# Source passage

Devil May Cry 4 had just the puzzle crap. Why did Nero (If that was his name) at some point of the mission have to throw a huge dice while his "Little self" like Monopoly move around in spaces? That was just a waste of time personally... had nothing to do with demons. Least they should of replaced it with a more meaningful puzzle or something involving Demons. All well...

Machinarium's sudden tic-tac-toe genre shift made me stop playing it, exactly because I felt violently pulled out of the game.

Browsing through eh official forum at the time, I noticed a lot of other people had the same complaint.

Another example is Castlevania: Lords of Shadow. They stuck a puzzle everywhere, even right after a boss one time. I'm glad I watched a LP of it, because I sure as hell would not enjoy playing it.

anyGould:
The Riven number puzzle is perfect for this. You see the weird symbols everywhere, and then you find the classroom, and there are the symbols, arranged in the classic "number line". Ta-da!

# Instructions for the task
In the forum posts about video game puzzles, what made one poster stop playing Machinarium?

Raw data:
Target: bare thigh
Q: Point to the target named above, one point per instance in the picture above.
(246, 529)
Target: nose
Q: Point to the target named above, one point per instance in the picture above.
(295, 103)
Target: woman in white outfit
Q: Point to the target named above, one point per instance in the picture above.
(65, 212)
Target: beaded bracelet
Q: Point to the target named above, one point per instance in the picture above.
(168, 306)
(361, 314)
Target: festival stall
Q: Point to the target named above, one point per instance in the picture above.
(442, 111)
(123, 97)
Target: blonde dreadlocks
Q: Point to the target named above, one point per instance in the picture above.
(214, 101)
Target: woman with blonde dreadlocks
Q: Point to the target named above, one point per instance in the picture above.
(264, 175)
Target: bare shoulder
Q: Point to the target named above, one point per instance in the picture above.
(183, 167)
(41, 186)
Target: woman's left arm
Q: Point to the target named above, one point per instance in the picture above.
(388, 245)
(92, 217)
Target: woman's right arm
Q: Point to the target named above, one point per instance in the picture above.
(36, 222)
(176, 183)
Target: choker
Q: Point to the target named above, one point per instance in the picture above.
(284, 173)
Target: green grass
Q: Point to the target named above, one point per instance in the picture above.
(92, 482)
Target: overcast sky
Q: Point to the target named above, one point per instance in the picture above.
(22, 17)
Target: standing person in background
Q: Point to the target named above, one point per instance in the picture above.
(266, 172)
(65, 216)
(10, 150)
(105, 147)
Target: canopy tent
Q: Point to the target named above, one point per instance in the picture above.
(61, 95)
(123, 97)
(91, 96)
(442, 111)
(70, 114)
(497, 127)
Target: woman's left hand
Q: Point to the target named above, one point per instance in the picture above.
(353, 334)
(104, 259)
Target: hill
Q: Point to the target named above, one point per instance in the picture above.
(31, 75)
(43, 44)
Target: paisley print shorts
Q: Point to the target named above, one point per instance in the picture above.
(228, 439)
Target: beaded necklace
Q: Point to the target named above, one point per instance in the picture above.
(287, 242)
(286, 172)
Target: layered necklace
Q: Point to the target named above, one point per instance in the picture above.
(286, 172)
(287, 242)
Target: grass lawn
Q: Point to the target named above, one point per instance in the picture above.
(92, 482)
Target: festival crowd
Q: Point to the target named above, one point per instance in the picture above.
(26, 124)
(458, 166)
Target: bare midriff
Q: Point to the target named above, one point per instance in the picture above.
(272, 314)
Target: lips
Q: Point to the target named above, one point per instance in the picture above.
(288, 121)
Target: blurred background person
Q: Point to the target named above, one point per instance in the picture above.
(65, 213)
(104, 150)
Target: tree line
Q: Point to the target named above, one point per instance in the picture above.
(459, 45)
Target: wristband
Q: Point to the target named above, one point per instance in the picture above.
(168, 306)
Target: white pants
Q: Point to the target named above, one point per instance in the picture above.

# Written answer
Its sudden tic-tac-toe genre shift, which made the poster feel violently pulled out of the game.